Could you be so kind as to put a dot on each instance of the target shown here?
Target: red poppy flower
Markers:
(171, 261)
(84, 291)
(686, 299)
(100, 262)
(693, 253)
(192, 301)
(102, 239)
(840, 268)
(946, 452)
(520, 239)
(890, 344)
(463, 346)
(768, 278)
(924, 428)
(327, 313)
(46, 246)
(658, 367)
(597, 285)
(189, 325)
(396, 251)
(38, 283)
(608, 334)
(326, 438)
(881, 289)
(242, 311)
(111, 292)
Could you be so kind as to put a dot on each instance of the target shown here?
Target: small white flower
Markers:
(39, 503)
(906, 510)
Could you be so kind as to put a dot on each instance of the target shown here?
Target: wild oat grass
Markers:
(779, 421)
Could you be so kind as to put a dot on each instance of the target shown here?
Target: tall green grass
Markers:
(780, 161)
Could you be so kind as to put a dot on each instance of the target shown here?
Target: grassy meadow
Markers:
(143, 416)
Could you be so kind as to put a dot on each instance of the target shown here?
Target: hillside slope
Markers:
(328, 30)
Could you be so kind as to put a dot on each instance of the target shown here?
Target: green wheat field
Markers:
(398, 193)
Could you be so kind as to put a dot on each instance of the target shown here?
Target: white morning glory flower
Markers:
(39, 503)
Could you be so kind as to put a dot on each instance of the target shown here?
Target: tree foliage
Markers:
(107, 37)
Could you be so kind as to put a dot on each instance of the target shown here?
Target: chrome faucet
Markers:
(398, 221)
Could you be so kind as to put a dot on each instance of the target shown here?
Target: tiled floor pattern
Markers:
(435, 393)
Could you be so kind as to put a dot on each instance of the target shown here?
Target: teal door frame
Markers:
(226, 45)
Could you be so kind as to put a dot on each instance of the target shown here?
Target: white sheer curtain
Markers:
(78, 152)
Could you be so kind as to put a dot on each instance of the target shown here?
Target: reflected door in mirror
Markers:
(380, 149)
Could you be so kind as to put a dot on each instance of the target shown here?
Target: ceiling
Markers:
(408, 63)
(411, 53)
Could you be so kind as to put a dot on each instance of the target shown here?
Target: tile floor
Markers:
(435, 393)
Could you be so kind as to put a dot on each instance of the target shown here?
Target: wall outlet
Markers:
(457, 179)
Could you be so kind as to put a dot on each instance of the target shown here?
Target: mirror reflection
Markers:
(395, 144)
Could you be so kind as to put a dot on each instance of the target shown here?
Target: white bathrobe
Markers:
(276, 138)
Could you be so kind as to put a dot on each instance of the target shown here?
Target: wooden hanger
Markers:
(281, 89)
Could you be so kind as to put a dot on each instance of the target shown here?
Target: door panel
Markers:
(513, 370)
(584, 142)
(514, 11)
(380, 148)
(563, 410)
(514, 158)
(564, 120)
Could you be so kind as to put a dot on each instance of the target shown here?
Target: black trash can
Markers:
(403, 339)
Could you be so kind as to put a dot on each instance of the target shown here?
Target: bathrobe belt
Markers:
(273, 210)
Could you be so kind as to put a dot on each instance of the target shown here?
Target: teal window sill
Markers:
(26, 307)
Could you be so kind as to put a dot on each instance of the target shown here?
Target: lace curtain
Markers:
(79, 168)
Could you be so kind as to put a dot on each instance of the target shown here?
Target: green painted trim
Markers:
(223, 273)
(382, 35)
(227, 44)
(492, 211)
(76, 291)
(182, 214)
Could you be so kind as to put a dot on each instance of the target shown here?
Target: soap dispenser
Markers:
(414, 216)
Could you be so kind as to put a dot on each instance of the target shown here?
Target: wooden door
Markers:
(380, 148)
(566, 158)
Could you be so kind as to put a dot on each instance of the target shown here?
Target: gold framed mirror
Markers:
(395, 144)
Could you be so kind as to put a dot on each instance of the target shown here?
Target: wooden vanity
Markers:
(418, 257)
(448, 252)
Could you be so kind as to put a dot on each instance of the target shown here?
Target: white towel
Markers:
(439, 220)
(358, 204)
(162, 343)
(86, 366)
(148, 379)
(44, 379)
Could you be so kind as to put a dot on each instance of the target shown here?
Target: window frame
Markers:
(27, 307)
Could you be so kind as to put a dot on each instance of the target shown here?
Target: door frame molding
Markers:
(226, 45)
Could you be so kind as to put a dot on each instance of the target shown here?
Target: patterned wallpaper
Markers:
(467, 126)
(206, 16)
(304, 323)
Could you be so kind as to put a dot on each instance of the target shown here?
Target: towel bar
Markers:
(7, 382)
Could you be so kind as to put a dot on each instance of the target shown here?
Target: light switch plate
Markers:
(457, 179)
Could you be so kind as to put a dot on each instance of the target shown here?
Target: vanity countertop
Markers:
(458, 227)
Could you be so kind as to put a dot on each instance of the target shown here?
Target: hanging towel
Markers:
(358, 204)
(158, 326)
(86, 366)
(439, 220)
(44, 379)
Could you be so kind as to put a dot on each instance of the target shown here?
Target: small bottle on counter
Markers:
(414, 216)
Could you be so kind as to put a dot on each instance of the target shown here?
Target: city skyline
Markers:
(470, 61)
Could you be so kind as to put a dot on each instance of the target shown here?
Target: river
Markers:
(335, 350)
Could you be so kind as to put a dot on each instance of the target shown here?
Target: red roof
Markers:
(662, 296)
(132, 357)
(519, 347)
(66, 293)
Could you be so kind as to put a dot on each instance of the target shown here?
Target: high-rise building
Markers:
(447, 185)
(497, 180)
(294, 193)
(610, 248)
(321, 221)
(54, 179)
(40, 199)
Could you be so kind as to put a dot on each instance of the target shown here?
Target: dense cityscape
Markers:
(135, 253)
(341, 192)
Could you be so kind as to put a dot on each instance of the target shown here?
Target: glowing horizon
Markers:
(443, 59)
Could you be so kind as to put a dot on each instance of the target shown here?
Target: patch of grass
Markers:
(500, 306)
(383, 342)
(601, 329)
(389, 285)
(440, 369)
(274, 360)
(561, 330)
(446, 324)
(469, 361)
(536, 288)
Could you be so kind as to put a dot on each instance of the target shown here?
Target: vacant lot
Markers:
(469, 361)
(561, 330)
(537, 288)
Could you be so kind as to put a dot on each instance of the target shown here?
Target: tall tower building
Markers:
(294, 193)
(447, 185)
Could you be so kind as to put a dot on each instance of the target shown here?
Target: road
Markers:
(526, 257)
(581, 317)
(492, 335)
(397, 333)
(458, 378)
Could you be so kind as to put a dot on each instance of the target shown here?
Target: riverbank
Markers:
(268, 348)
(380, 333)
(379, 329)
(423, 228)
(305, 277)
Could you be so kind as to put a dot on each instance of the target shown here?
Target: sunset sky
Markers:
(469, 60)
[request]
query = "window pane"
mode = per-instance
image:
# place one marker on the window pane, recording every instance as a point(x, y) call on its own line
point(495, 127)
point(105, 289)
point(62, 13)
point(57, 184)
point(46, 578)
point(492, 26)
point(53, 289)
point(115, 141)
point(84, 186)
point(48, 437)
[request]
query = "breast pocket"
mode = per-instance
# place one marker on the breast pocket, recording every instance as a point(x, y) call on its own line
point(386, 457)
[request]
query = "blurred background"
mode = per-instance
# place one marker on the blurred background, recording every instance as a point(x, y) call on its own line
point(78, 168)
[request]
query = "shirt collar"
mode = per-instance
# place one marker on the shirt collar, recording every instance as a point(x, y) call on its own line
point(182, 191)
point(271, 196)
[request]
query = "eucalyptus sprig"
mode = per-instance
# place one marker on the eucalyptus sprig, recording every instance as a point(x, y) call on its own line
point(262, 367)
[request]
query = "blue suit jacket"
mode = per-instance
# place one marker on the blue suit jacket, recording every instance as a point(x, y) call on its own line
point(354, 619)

Work instructions ▸ All lines in the material are to be returned exactly.

Result ▸
Could you be so kind as to put a dot on each instance of the target shown here?
Target: red poppy flower
Markers:
(171, 261)
(84, 291)
(686, 299)
(100, 262)
(693, 253)
(192, 301)
(102, 239)
(840, 268)
(946, 452)
(520, 239)
(890, 344)
(463, 346)
(768, 278)
(924, 428)
(327, 313)
(46, 246)
(658, 367)
(597, 285)
(189, 325)
(396, 251)
(38, 283)
(608, 334)
(326, 438)
(881, 289)
(242, 311)
(111, 292)
Could you be so kind as to put a dot on each instance of the target shown here?
Target: small white flower
Markers:
(39, 503)
(906, 510)
Could you be so kind as to put a dot on each instance of the target shown here?
Target: wild oat grass
Markers:
(779, 421)
Could you be so kind as to put a dot on each instance of the target shown here?
Target: tall green grass
Markers:
(780, 161)
Could you be so kind as to put a dot on each instance of the target shown here?
Target: grassy meadow
Markers:
(143, 416)
Could you be so kind as to put a dot on each instance of the target shown here?
Target: hillside slope
Markers:
(328, 30)
Could you be so kind as to put a dot on each instance of the target shown here?
Target: green wheat field
Markers:
(398, 193)
Could you be so kind as to put a dot on each instance of the target shown here?
Target: white morning glory flower
Markers:
(39, 503)
Could you be so kind as to put a dot on each instance of the target shown here?
Target: tree foliage
Markers:
(107, 37)
Could you be so kind as to put a dot on each instance of the target shown here?
Target: chrome faucet
Markers:
(398, 221)
Could you be so kind as to put a dot on each instance of the target shown here?
Target: tiled floor pattern
Markers:
(435, 393)
Could you be so kind as to put a dot on each instance of the target shown here?
Target: teal door frame
Markers:
(226, 45)
Could you be so kind as to put a dot on each instance of the target shown here?
Target: white sheer curtain
Markers:
(78, 152)
Could you be so kind as to put a dot on each instance of the target shown here?
Target: reflected door in mirror
Markers:
(380, 149)
Could you be so kind as to put a dot on each instance of the target shown here?
Target: ceiling
Markers:
(408, 63)
(411, 53)
Could you be so kind as to put a dot on each instance of the target shown here?
Target: tile floor
Markers:
(435, 393)
Could you be so kind as to put a dot on each instance of the target shown here?
Target: wall outlet
Markers:
(457, 179)
Could you be so kind as to put a dot on each instance of the target shown here?
Target: mirror reflection
Markers:
(395, 144)
Could you be so kind as to put a dot on each instance of the target shown here?
Target: white bathrobe
Markers:
(276, 138)
Could you be so kind as to put a dot on each instance of the target shown here?
Target: wooden hanger
Markers:
(281, 89)
Could you be so kind as to put a dot on each instance of the target shown here?
Target: door panel
Markers:
(513, 370)
(584, 142)
(514, 11)
(380, 148)
(563, 410)
(514, 158)
(564, 120)
Could you be so kind as to put a dot on each instance of the target shown here?
Target: black trash can
Markers:
(403, 339)
Could you be so kind as to put a dot on each instance of the target shown here?
Target: bathrobe belt
Markers:
(273, 210)
Could you be so kind as to put a dot on each instance of the target shown here?
Target: teal window sill
Markers:
(26, 307)
Could you be so kind as to put a dot on each instance of the target shown here?
Target: lace curtain
Markers:
(79, 168)
Could you be so kind as to put a dot on each instance of the target shown here?
Target: green painted trim
Markers:
(223, 273)
(382, 35)
(227, 44)
(492, 211)
(76, 291)
(182, 214)
Could you be so kind as to put a dot on each instance of the target shown here?
Target: soap dispenser
Markers:
(414, 216)
Could you be so kind as to put a dot on each instance of the target shown here?
Target: wooden door
Markers:
(380, 148)
(566, 158)
Could you be so kind as to put a dot on each instance of the target shown here?
Target: gold framed mirror
Markers:
(395, 144)
Could you be so kind as to put a dot on each instance of the target shown here?
Target: wooden vanity
Markers:
(418, 257)
(448, 252)
Could you be so kind as to put a dot on each instance of the target shown here?
Target: white towel
Markers:
(439, 220)
(358, 204)
(162, 343)
(86, 366)
(148, 379)
(44, 379)
Could you be so kind as to put a dot on each instance of the target shown here?
Target: window frame
Markers:
(27, 307)
Could you be so kind as to put a dot on each instance of the target shown here?
Target: door frame molding
Markers:
(226, 45)
Could you be so kind as to put a dot on each instance of the target shown here?
Target: patterned wallpaper
Markers:
(467, 126)
(206, 16)
(304, 323)
Could you be so kind as to put a dot on each instance of the target shown here?
Target: towel bar
Markers:
(7, 382)
Could you be so kind as to put a dot on each instance of the target shown here?
Target: light switch plate
Markers:
(457, 179)
Could you be so kind as to put a dot on each instance of the target shown here?
Target: vanity countertop
Markers:
(458, 227)
Could you be so kind as to put a dot on each instance of the target shown here?
Target: hanging towel
Markers:
(358, 204)
(158, 326)
(86, 366)
(439, 220)
(44, 379)
Could you be so kind as to put a dot on each instance of the target shown here?
Target: small bottle on counter
Markers:
(414, 216)
Could you be so kind as to put a dot on each instance of the target shown here?
Target: city skyline
Markers:
(470, 61)
Could you be so kind as to put a dot on each instance of the target shown here?
Target: river
Markers:
(335, 350)
Could you be so kind as to put a dot on each instance of the target shown here?
Target: red roof
Markers:
(662, 296)
(132, 357)
(519, 347)
(66, 293)
Could you be so kind as to put a dot on each instance of the target shown here?
Target: high-rise building
Markers:
(447, 185)
(497, 180)
(294, 193)
(610, 248)
(321, 221)
(54, 179)
(40, 199)
Could you be so kind as to put a dot on each instance of the target shown here?
Target: dense cityscape
Markers:
(135, 253)
(341, 192)
Could you be so kind as to put a dot on each instance of the target shown here?
Target: glowing horizon
Markers:
(443, 59)
Could you be so kind as to put a dot on each instance of the target shown here?
Target: patch of grass
Markers:
(500, 306)
(383, 342)
(601, 329)
(389, 285)
(440, 369)
(274, 360)
(561, 330)
(446, 324)
(469, 361)
(536, 288)
Could you be so kind as to put a dot on each instance of the target shown here?
Target: vacant lot
Markers:
(469, 361)
(561, 330)
(537, 288)
Could you be so kind as to put a dot on each instance of the target shown here?
Target: tall tower building
Markers:
(294, 193)
(447, 185)
Could you be so kind as to put a dot on each instance of the target shown here?
Target: road
Markers:
(526, 257)
(581, 317)
(492, 335)
(397, 333)
(458, 378)
Could you be so kind as to put a dot on each instance of the target shown here?
Target: riverbank
Markers:
(268, 348)
(380, 333)
(379, 329)
(423, 228)
(305, 277)
Could you be so kind as to put a dot on each instance of the target shown here?
Target: sunset sky
Markers:
(469, 60)
[request]
query = "window pane"
mode = per-instance
image:
# place one marker on the window pane, recording every instance as a point(x, y) call on its own line
point(495, 127)
point(105, 289)
point(62, 13)
point(57, 184)
point(46, 578)
point(492, 26)
point(53, 289)
point(115, 141)
point(84, 186)
point(48, 437)
[request]
query = "breast pocket"
mode = per-instance
# place one marker on the breast pocket, recording every instance as a point(x, y) call on its own line
point(386, 457)
[request]
query = "blurred background"
mode = per-instance
# place one marker on the blurred background, recording every instance as a point(x, y) call on its own line
point(78, 168)
[request]
query = "shirt collar"
mode = per-instance
# place one marker on the shirt collar, recording every instance as a point(x, y) call on its own line
point(182, 191)
point(271, 196)
[request]
query = "eucalyptus sprig"
mode = per-instance
# place one marker on the eucalyptus sprig, recording every instance as a point(x, y) call on its own line
point(262, 367)
[request]
query = "blue suit jacket"
mode = per-instance
# place one marker on the blue suit jacket, recording every instance as a point(x, y) call on its own line
point(354, 619)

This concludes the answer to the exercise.